=== Begin Enclosure ===
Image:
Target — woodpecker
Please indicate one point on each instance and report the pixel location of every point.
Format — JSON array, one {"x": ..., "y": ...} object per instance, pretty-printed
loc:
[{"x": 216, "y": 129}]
=== End Enclosure ===
=== Begin Enclosure ===
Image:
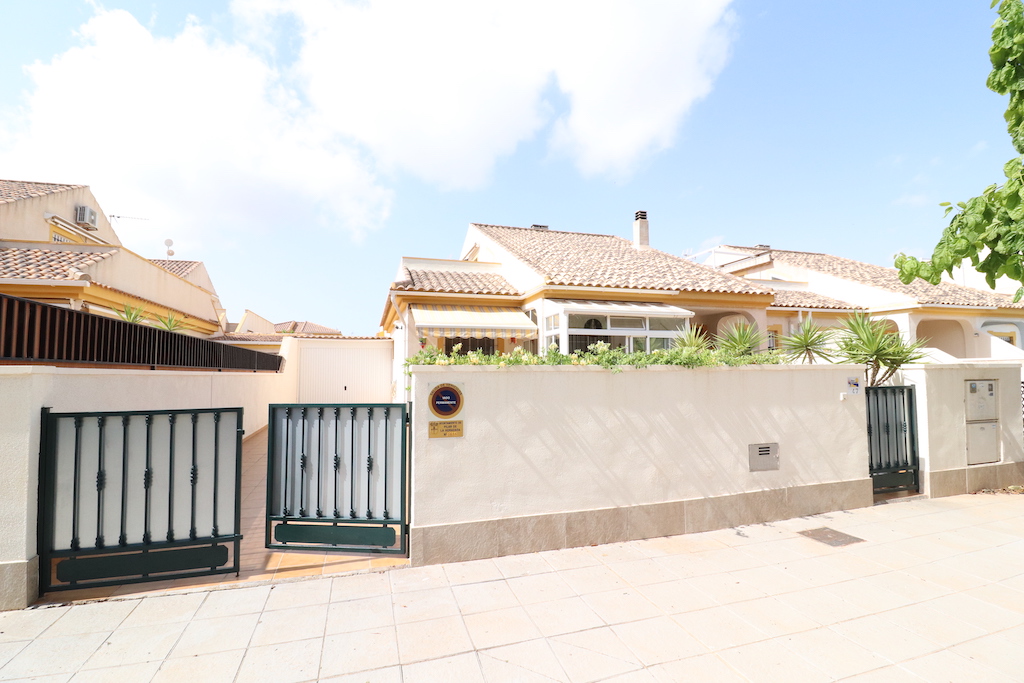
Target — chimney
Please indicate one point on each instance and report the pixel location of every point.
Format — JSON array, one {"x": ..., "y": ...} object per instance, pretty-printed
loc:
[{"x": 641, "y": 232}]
=== End Enclosure ===
=== Begin Enclosure ===
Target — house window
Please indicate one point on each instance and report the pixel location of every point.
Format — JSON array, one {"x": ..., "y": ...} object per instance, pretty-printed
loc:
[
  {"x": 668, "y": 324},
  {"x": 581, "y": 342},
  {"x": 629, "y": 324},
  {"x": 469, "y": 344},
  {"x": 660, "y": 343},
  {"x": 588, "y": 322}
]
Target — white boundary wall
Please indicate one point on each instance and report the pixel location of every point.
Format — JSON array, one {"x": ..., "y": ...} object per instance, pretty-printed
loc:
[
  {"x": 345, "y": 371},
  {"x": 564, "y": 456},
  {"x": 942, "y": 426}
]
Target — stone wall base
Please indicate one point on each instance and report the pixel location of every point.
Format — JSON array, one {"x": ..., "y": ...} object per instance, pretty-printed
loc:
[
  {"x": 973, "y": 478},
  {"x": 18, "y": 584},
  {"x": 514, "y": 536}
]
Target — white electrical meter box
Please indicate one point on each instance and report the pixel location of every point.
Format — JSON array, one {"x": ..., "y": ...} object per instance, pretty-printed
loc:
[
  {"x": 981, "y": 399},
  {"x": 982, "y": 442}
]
=== End Enclosure ===
(Exercise description):
Make a copy of each line in the records above that has the word "white".

(Result of the task):
Target — white boundary wall
Target — white electrical meter box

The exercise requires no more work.